TEXT PROVIDED ::
--- START ---
For those of us in RockTernative, “the budget” is the center of our universe. It determines hiring and firing, bonuses, marketing, research, technology, content, and sometimes whether a brand changes course.

Most often, budgets are controlled by spreadsheet armies far from the building who have never sat in your chair, cracked a mic, and think Mammoth WVH is an arctic beast.

That’s not unique to radio. Most industries work that way.

But many inside the radio industry are often just accepting of budgets, without pushing back or creatively finding alternatives.

There are a few budget-driven assumptions or realities that need to change.

The Guillotine Selection Committee

    Programmers can only control ratings, not revenue targets. Many stations hit or exceed ratings goals each year only for the collective team to miss budget by a country mile. What happens then is cuts almost always hit programming first, the people who actually did their jobs well.

    This creates a self-fulfilling decline.

    CEOs and CFOs are paid to make tough decisions, but tough doesn’t always mean honest. Cutting a ratings-performing morning show because sales missed is like firing the grenade maker instead of the guy who couldn’t throw it far enough. It’s the equivalent of blaming the guitar when the amp blew a tube.

    Get Involved Before it’s Locked

    Most programmers are handed a budget and told to deal with it. Rarely are they invited into the process in a way that can meaningfully shape the outcome. That doesn’t mean accept it quietly. Be proactive, specific, and relentless.

    Don’t just say, “We need research.”  Instead, “Here’s what happens with and without research.” Show the ROI, lay out the risk and reward, and give decision makers a clear fork in the road to make a choice. They will have more skin in the game that way.

    The same goes for sales. If your revenue goals feel off or unfair based on market realities, show the math. Include reports and trends. “Auto spending is projected to be down X% next year, yet my auto budget is up X%. To get closer to that, I’m going to need Y&Z.”

    You won’t change the budget by complaining, but you can change the outcome if you present clear trade-offs backed by data and experience.

    Marketing

    Nine out of ten budgets include zero mass marketing. When marketing exists, it’s often stealthy and digital-only, aimed at a few meters instead of people or an audience.

    Talent and programming are often blamed for missed budgets. Just like when critics roast Sydney Sweeney if a movie opens soft but fail to mention no one knew about the film because it wasn’t marketed.

    The irony: radio is a marketing platform that touts the importance of marketing but it rarely markets itself.

    None of this is a road to bust if brands don’t get a corporate check for marketing. It’s a push and reminder that creativity, partnerships, and a return to quid-pro-quo thinking is where to focus. Radio has audience, inventory, and reach. Many brands would eat their shoe to have such problems. The trick is finding mutually beneficial partnerships to explore.

    Everyone Is in Sales — Whether They Like It or Not 

    Everyone represents the brand and everyone is selling whether they realize it or not. Jocks are selling music and initiatives. Street teams are selling representation, presence and image. Digital is selling brand content.

    For programming, if initiatives aren’t being sold — specialty weekends, features, endorsements, the tactical cash promotion — that’s a problem. Step in. Ask how to help. If necessary, go sell it yourself and earn a commission.

    There used to be a clear line between sales and programming. Like church and state. Today, that line is blurrier than it’s ever been. It’s like a modern day rock festival, all genres contributing, everyone wearing multiple hats, whether they were asked to or not.

    Budgets shouldn’t be excuses. They should be truths. A goal continually worked towards. The budget should honestly reflect today’s reality where flat may be the new up, but pretending growth comes by cutting back or without investment is just fantasy. Budgets also shouldn’t protect being comfortable, but they should be able to fund ambition.
--- END ---
DATA UNDER STUDY ::
--- START ---
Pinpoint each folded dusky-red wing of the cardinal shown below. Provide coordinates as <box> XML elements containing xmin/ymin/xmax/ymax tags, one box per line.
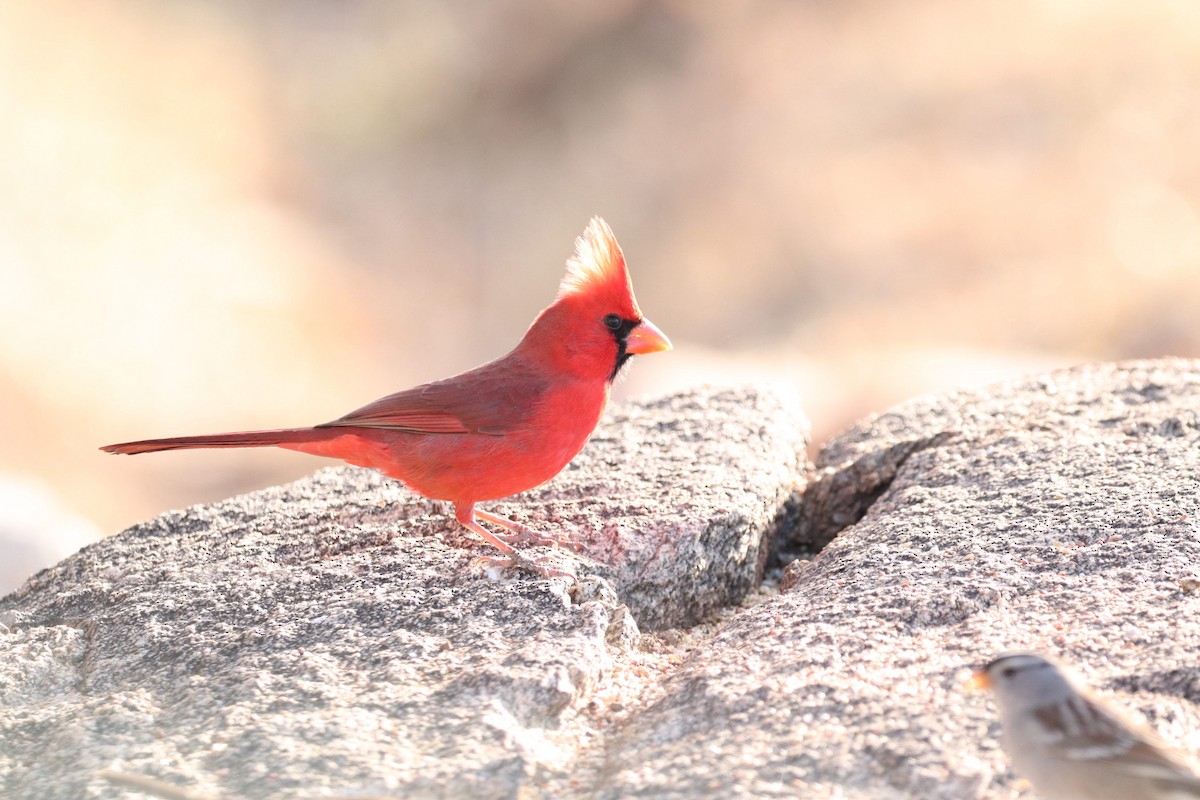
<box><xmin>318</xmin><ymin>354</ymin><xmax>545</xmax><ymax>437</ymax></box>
--- END ---
--- START ---
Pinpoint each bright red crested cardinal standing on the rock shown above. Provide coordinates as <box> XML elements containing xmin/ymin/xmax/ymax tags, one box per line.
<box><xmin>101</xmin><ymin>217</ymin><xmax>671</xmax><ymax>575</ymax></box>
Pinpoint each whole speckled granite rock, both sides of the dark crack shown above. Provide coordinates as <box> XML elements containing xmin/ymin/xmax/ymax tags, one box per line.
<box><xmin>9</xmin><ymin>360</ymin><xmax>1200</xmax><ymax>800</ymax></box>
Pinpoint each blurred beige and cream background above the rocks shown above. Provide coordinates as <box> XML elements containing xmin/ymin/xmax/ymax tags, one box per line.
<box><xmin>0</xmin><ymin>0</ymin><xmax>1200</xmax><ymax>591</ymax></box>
--- END ---
USING THE INFORMATION ::
• a. Using the article on radio budgets, answer these:
(i) Who most often controls budgets?
(ii) How many budgets out of ten include zero mass marketing?
(iii) What are street teams selling?
• b. List everything that the article on radio budgets says, in its first paragraph, the budget determines.
• c. Repeat the part of the article on radio budgets that begins at the words "Everyone Is in" and stops after "selling brand content.", switching "Jocks" to "DJs".

RESPONSES PER TASK ::
• a.
(i) Spreadsheet armies far from the building.
(ii) Nine out of ten.
(iii) Representation, presence and image.

• b.
Hiring and firing
Bonuses
Marketing
Research
Technology
Content
Sometimes whether a brand changes course

• c.
Everyone Is in Sales — Whether They Like It or Not 

    Everyone represents the brand and everyone is selling whether they realize it or not. DJs are selling music and initiatives. Street teams are selling representation, presence and image. Digital is selling brand content.